DOCUMENT:
►

Getting well is a personal thing -- the healing that we find in love is a "God thing" and a "faith community thing." Yesterday, 33 college students were gunned down at Virginia Tech University. This is a great tragedy. Today (Tuesday) I received an email from Meredith Jackson which included this from Kimberly Whitney, Minister for Higher and Theological Education with the national setting of the United Church of Christ in Cleveland:
In a faith that joins us a common people of the world that knows the holy by many names, in a faith that celebrates many cultures, races, and places linked interconnectively and relationally to a fragilestrong bluegreen earth.
In a faith that embraces creation unfurling in the cosmos, and the creaturely communities of bird and deer, brother water and sister rain; we pray, and we love, and we cry, and we support by gathering or pausing - invoking a holy silence in prayer even when there are no words.
That is the call of our faith
To be with one another in a solidarity of loving kindness and the work of peace that is God still speaking, through and with us.
The heart of prayer of the United Church of Christ in its many settings, including those of us in Cleveland, join with you in this time as you gather on campuses, in churches, in ecumenical and interfaith centers.

◄

SUPPLIED MATERIAL:

►

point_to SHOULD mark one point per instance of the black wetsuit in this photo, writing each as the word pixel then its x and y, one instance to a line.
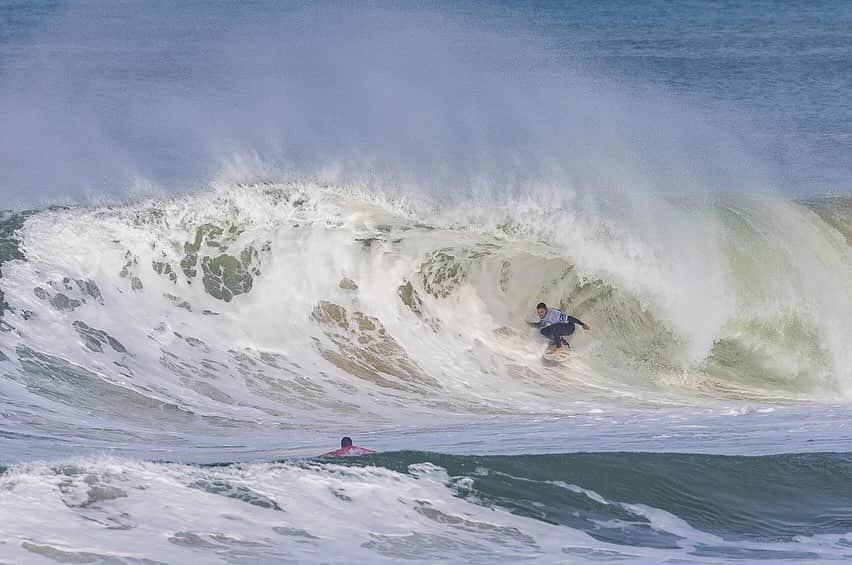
pixel 555 332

◄

TASK PROMPT:
Retype the passage of the reflection about the Virginia Tech shooting starting with "In a faith that embraces" and going on through "and interfaith centers.". Rely only on the reflection about the Virginia Tech shooting.

RESULT FOR THIS EXERCISE:
In a faith that embraces creation unfurling in the cosmos, and the creaturely communities of bird and deer, brother water and sister rain; we pray, and we love, and we cry, and we support by gathering or pausing - invoking a holy silence in prayer even when there are no words.
That is the call of our faith
To be with one another in a solidarity of loving kindness and the work of peace that is God still speaking, through and with us.
The heart of prayer of the United Church of Christ in its many settings, including those of us in Cleveland, join with you in this time as you gather on campuses, in churches, in ecumenical and interfaith centers.